**Text passage**:
This is a U2 song mainly performed by the band's guitarist The Edge. The numbness he describes seems inevitable as he monotonously lists things we shouldn't do. Don't do this; don't do that...and sometimes the more we're told not to do things, the more appealing they become. If we live in a world where everything we could possibly do is frowned upon, we're quite likely find ourselves going "numb". Yet, in the background of The Edge's litany of "don'ts" we hear Bono, in a falsetto, coaxing voice...pleading "gimmie what you got/too much is not enough". It's as though he is mocking The Edge for being so "straitlaced" that he's actually turned numb. The question becomes about balance between extremes of excess and nothingness. Or perhaps it's really about numbness as a consequence of excess. I haven't figured it out yet myself.


5. Purple Haze: Jimi Hendrix


"Purple haze all in my eyes,
Don't know if its day or night
You got me blowin, blowin my mind
Is it tomorrow, or just the end of time?"

Data excerpts:
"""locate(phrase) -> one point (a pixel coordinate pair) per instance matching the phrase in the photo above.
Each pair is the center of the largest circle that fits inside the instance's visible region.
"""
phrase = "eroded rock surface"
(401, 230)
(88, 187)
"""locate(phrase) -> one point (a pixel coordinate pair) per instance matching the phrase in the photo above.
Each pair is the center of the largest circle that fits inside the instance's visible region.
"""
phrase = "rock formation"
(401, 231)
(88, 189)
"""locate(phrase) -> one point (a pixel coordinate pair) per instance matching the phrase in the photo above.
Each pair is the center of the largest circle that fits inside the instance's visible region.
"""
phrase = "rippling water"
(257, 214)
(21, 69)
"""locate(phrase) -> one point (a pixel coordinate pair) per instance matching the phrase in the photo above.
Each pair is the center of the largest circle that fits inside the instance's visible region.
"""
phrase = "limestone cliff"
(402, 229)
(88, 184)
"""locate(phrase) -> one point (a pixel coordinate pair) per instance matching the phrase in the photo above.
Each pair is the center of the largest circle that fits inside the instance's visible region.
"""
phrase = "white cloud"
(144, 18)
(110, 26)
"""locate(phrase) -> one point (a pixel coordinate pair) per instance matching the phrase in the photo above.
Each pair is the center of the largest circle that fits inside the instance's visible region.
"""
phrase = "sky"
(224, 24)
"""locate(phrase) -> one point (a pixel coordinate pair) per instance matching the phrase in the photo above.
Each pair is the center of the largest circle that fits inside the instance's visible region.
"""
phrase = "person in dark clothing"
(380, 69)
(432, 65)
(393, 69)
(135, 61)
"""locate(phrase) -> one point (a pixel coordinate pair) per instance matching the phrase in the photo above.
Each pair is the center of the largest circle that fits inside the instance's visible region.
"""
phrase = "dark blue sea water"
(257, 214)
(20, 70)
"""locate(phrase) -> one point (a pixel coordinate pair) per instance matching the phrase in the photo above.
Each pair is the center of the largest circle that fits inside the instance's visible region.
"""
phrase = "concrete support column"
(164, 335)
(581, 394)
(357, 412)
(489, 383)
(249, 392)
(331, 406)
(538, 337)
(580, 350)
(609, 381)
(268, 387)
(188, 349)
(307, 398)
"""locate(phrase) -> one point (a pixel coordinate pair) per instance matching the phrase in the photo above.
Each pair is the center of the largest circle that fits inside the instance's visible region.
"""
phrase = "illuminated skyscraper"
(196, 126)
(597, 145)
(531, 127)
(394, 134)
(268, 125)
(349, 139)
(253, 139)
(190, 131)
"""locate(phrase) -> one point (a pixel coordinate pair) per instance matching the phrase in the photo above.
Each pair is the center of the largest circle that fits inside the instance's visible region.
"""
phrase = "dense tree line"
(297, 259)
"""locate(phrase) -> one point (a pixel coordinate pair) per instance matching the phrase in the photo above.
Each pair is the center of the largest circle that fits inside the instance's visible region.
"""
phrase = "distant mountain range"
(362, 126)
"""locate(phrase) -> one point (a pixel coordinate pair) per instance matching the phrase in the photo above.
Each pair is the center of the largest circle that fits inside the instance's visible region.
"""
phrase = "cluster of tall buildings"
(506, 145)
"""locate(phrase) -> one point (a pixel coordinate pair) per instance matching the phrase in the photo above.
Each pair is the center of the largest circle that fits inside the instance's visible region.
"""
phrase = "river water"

**Problems to work on**:
1. In the music commentary, which member of U2 mainly performs the song being described?
2. Reproduce the music commentary word for word, starting at "This is a U2" and continuing up to and including "out yet myself.".

**Outputs in order**:
1. The band's guitarist, The Edge.

2.
This is a U2 song mainly performed by the band's guitarist The Edge. The numbness he describes seems inevitable as he monotonously lists things we shouldn't do. Don't do this; don't do that...and sometimes the more we're told not to do things, the more appealing they become. If we live in a world where everything we could possibly do is frowned upon, we're quite likely find ourselves going "numb". Yet, in the background of The Edge's litany of "don'ts" we hear Bono, in a falsetto, coaxing voice...pleading "gimmie what you got/too much is not enough". It's as though he is mocking The Edge for being so "straitlaced" that he's actually turned numb. The question becomes about balance between extremes of excess and nothingness. Or perhaps it's really about numbness as a consequence of excess. I haven't figured it out yet myself.